* Required tasks
• A. Answer these questions using the article about weekend hospital staffing:
(i) What position does Dr Mark Porter hold at the British Medical Association?
(ii) By what percentage did Dr Foster find that mortality rates rose at weekends?
(iii) In which two areas is consultant cover already commonplace?
• B. Carry on the article about weekend hospital staffing, starting after its last sentence.

* Extracted text
....
Dr Mark Porter, the British Medical Association's consultants chairman, said the mounting evidence about the problem meant it was time for doctors to put themselves forward if needed.

He said it would not be necessary for every speciality or hospital, but it needed to be looked at case-by-case.

There is a wealth of research into higher mortality rates at weekends.

At the end of last year, the research company Dr Foster found mortality rates rose by 10% at weekends. Other studies have shown similar correlations.

Staffing - and in particular the presence or absence of senior doctors - has been highlighted as a key factor.

At the moment consultant cover is commonplace in intensive care and A&E departments.

But in most other areas hospitals rely on consultants being on call, which means they give advice over the telephone and only come into hospital in emergencies.

Some trusts have started looking at changing normal working patterns, but Dr Porter said it needed to become much more common.

"It will need investment by trusts, but it also needs a willingness by doctors. That is the challenge for us.

"Consultants understandably feel like they have rightly got away from working weekends. They will have done that earlier in their career and are wanting to spend time with patients [during the week] providing really good care.

"But there is mounting evidence of an association between higher death rates and weekend care. We can't prove that it is a causal link, but we cannot ignore it either.
....
* Study material
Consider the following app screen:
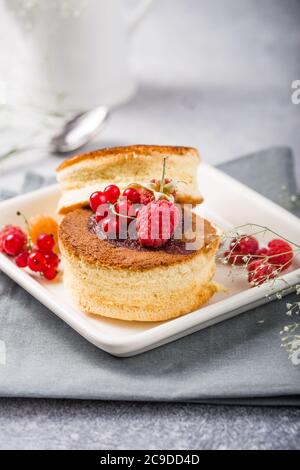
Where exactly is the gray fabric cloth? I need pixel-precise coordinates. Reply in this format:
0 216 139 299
0 148 300 404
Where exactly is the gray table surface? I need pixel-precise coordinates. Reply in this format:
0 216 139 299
0 0 300 449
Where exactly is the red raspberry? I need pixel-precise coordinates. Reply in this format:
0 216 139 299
139 188 155 206
247 260 280 287
225 235 259 264
0 225 26 253
254 248 269 260
136 200 180 248
268 239 294 270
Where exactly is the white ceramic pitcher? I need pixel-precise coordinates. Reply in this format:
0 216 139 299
6 0 151 111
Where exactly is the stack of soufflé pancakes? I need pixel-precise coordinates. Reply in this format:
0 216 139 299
57 145 220 322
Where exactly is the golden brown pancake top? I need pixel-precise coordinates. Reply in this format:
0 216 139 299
59 209 219 271
56 145 199 172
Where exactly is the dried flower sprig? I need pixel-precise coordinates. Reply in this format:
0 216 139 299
219 224 300 365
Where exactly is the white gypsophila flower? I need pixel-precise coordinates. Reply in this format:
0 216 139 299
291 348 300 366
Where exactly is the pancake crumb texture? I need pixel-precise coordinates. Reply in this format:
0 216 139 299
59 210 219 322
57 145 203 214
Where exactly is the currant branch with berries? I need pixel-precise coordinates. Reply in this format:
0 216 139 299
0 212 60 281
219 224 300 365
90 159 180 248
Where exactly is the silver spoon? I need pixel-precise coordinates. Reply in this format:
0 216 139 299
50 106 109 153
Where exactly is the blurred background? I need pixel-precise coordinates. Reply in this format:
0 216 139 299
0 0 300 188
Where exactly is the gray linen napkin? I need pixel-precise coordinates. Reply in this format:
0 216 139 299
0 148 300 405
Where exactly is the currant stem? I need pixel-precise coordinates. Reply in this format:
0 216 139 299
....
* Per-task answers
• A.
(i) He is the British Medical Association's consultants chairman.
(ii) Dr Foster found that mortality rates rose by 10% at weekends.
(iii) Consultant cover is commonplace in intensive care and A&E departments.

• B.
"It will be different for every speciality and every trust, but it is something that needs looking at."

He cited the example of his trust - the University Hospitals Coventry and Warwickshire - which has started getting consultant anaesthetists to work 12-hour shifts on Saturdays and Sundays.

"It makes a difference having the consultant there rather than just on call," he added.

David Stout, of the NHS Confederation, which represents managers, said the BMA was right to suggest a greater consultant presence would help.

"Having a consultant on call is very different from having one there, overseeing what is being done and making decisions on the wards.

"The key question is how we afford this. Hospitals can't just employ more.

"It may be that we need to reconfigure services and do some of this care on fewer sites so we make sure we have the right cover. We have to put patients first."

Ministers are already known to be keen to address the issue - and are currently considering offering financial incentives to hospitals to improve weekend services.

NHS medical director Sir Bruce Keogh added: "Having more senior staff and consultants around at weekends is fundamental to the NHS shifting from a five-day-week to a seven-day-week.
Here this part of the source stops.